Every line of the listing below needs to be reproduced exactly.

====

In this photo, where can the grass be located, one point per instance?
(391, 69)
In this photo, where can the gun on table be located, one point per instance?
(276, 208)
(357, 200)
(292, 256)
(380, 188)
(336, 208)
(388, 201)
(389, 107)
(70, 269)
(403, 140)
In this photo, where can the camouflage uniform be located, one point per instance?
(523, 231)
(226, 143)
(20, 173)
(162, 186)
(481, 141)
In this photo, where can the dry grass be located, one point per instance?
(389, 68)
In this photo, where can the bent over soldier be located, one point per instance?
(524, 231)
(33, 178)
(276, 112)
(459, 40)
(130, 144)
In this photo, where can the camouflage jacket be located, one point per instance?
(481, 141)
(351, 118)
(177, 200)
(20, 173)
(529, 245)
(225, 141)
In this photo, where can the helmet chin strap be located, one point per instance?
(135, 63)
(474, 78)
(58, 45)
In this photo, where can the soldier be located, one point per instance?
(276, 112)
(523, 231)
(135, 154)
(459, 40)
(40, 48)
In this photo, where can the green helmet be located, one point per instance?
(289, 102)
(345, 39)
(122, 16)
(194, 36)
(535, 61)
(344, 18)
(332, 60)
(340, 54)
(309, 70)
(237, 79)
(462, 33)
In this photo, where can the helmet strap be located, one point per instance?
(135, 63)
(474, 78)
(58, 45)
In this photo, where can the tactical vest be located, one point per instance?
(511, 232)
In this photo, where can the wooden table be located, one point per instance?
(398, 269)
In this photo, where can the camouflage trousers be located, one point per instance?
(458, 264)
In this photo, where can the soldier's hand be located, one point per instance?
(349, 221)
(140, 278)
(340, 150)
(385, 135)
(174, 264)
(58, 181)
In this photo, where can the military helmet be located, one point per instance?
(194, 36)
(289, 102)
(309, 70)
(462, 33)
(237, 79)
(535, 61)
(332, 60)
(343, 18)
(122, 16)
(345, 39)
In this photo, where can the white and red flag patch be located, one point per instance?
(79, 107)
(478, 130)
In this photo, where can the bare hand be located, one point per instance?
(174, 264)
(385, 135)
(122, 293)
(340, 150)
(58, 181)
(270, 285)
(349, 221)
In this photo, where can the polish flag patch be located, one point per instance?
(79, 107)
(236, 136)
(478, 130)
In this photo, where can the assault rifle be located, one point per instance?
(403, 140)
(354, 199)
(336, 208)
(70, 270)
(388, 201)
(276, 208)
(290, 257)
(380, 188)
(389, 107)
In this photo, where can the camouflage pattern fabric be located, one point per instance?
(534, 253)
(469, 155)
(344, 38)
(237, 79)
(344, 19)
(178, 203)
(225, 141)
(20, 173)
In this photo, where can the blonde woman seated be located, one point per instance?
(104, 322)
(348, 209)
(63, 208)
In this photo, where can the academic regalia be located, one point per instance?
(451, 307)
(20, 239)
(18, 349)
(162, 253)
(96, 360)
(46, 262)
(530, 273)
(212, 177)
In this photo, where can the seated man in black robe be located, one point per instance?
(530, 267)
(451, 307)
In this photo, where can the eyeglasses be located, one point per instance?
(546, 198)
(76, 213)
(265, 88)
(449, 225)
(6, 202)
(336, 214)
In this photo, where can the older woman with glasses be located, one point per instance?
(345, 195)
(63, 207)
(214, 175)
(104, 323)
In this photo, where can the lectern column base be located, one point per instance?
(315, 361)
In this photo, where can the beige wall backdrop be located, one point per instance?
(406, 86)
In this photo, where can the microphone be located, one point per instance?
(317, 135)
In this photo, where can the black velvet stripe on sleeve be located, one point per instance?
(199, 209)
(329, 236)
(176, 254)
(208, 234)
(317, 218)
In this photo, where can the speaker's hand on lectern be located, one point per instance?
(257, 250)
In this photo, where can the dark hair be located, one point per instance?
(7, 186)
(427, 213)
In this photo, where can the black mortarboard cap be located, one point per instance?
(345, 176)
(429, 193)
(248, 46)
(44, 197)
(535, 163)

====

**Exercise output**:
In this photo, where can the grass be located, one point per instance?
(391, 69)
In this photo, where can the gun on table be located, one point per instance?
(276, 208)
(357, 200)
(292, 256)
(380, 188)
(336, 208)
(388, 201)
(389, 107)
(70, 269)
(403, 140)
In this photo, where can the camouflage uniform be located, one point per instance?
(523, 231)
(226, 143)
(20, 173)
(162, 186)
(481, 141)
In this photo, where can the dry grass be located, one point per instance?
(389, 68)
In this photo, where can the bent over soldier be located, one point per instance?
(524, 231)
(33, 178)
(276, 112)
(459, 40)
(130, 144)
In this photo, where can the camouflage jacket be located, one point per instance?
(481, 141)
(351, 118)
(177, 200)
(20, 173)
(529, 245)
(225, 141)
In this photo, where can the helmet chin strap be located, one point per instance?
(135, 63)
(474, 78)
(58, 45)
In this photo, where can the soldier be located, one point per instance?
(276, 112)
(523, 231)
(135, 154)
(459, 40)
(40, 48)
In this photo, where can the green helmet be located, one point per instance?
(289, 102)
(345, 39)
(122, 16)
(194, 36)
(535, 61)
(344, 18)
(332, 60)
(340, 54)
(309, 70)
(237, 79)
(462, 33)
In this photo, where can the helmet strap be located, one point per instance?
(135, 63)
(474, 78)
(58, 45)
In this photo, where can the tactical vest be located, one point per instance?
(511, 232)
In this photo, where can the wooden table be located, one point per instance?
(398, 269)
In this photo, where can the camouflage trousers be located, one point per instance?
(458, 264)
In this photo, where can the soldier's hand be located, one point per instance?
(349, 221)
(140, 278)
(340, 150)
(385, 135)
(174, 264)
(58, 181)
In this photo, where can the military helmet be located, one point per instance?
(194, 36)
(289, 102)
(309, 70)
(462, 33)
(237, 79)
(535, 61)
(332, 60)
(343, 18)
(122, 16)
(345, 39)
In this photo, where can the white and red flag patch be located, one point per instance?
(79, 107)
(478, 130)
In this photo, where can the bare hand be located, one point per instance?
(174, 264)
(385, 135)
(122, 293)
(340, 150)
(58, 181)
(270, 285)
(349, 221)
In this photo, where can the polish flag patch be located, one point per instance?
(79, 107)
(236, 136)
(478, 130)
In this photo, where can the assault rifle be located, one point per instance?
(403, 140)
(354, 199)
(336, 208)
(70, 270)
(388, 201)
(276, 208)
(290, 257)
(380, 188)
(389, 107)
In this photo, where can the camouflage pattern fabric be located, one point per instance?
(534, 253)
(469, 155)
(344, 38)
(237, 79)
(344, 19)
(178, 203)
(225, 141)
(20, 173)
In this photo, where can the blonde woman seated be located, one point per instance?
(104, 322)
(348, 209)
(63, 208)
In this photo, where can the academic regalia be located, one point per instance?
(451, 307)
(20, 239)
(18, 349)
(162, 253)
(96, 360)
(46, 262)
(530, 273)
(212, 177)
In this photo, where can the seated man in black robe be located, one point per instance?
(530, 267)
(451, 307)
In this photo, where can the eyeglasses be located, one point per instance?
(546, 198)
(76, 213)
(265, 88)
(449, 225)
(6, 202)
(336, 214)
In this photo, where can the older woman with glasses be located, one point per instance?
(345, 195)
(63, 207)
(214, 175)
(104, 323)
In this photo, where can the lectern column base be located, one point per instance?
(315, 361)
In this photo, where can the beige wall backdrop be located, one point per instance?
(406, 86)
In this photo, where can the microphone be located, one point per instance?
(317, 135)
In this photo, where can the black velvet stripe on sleeve be located, one point per instance?
(199, 209)
(329, 236)
(176, 254)
(208, 234)
(317, 218)
In this photo, where can the speaker's hand on lectern be located, one point per instance?
(257, 250)
In this photo, where can the dark hair be located, one point per instance?
(7, 186)
(427, 213)
In this photo, where can the black mortarboard cap be located, one point per instance?
(345, 176)
(429, 193)
(248, 46)
(44, 197)
(535, 163)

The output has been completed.